## Direction
Copy out the article about influencers touring a chicken farm word for word, from start to finish.

--- Start of Text provided ---

30 Jan 6 Influencers Toured A Chicken Farm: Here’s What They Learned
In case you were wondering – an influencer is a blogger and/or social media user with a strong following and a highly engaged audience. They are characterized by a fanbase of loyal followers. Influencers provide trusted opinions and subject expertise.
Why did we invite food and nutrition influencers to tour a broiler chicken farm?
The fact is that myths and misconceptions around chicken farming persist. Even food and nutrition influencers – who work closely with chicken by either developing recipes or discussing chicken’s nutritional benefits – still don’t know the full story around how chicken goes from farm to table.
By inviting food and nutrition influencers – each holding unique perspectives and expertise – we could address myths and misconceptions around chicken farming.
What did the influencers learn?
More than half of the influencers didn’t know that ALL chicken is free of added hormones and steroids in the U.S. In addition, most thought that broilers chickens were raised in cages – when, really, broiler chickens are all raised cage-free in large, open barns. They were also extremely impressed by Jenny Rhodes, the owner and operator of the farm, and her passion and devotion to farming. The fact that 95% of broiler chickens are raised on family farms surprised all of the influencers.

--- End of Text provided ---
--- Start of Material provided ---

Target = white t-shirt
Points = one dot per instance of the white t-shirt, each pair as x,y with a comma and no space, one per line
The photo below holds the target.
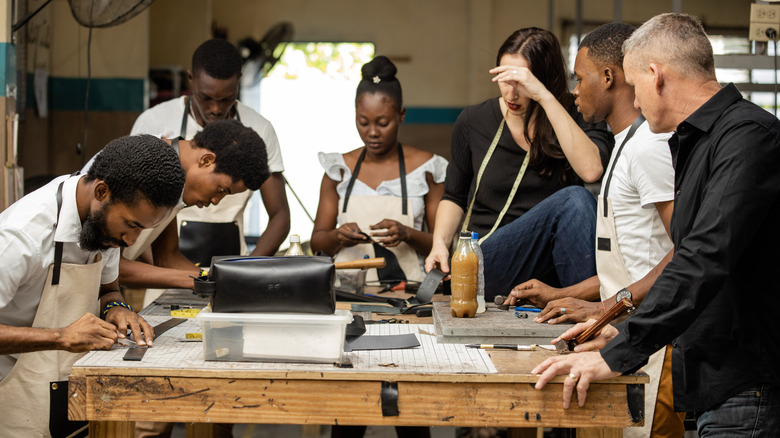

--- End of Material provided ---

## Correct answer
30 Jan 6 Influencers Toured A Chicken Farm: Here’s What They Learned
In case you were wondering – an influencer is a blogger and/or social media user with a strong following and a highly engaged audience. They are characterized by a fanbase of loyal followers. Influencers provide trusted opinions and subject expertise.
Why did we invite food and nutrition influencers to tour a broiler chicken farm?
The fact is that myths and misconceptions around chicken farming persist. Even food and nutrition influencers – who work closely with chicken by either developing recipes or discussing chicken’s nutritional benefits – still don’t know the full story around how chicken goes from farm to table.
By inviting food and nutrition influencers – each holding unique perspectives and expertise – we could address myths and misconceptions around chicken farming.
What did the influencers learn?
More than half of the influencers didn’t know that ALL chicken is free of added hormones and steroids in the U.S. In addition, most thought that broilers chickens were raised in cages – when, really, broiler chickens are all raised cage-free in large, open barns. They were also extremely impressed by Jenny Rhodes, the owner and operator of the farm, and her passion and devotion to farming. The fact that 95% of broiler chickens are raised on family farms surprised all of the influencers.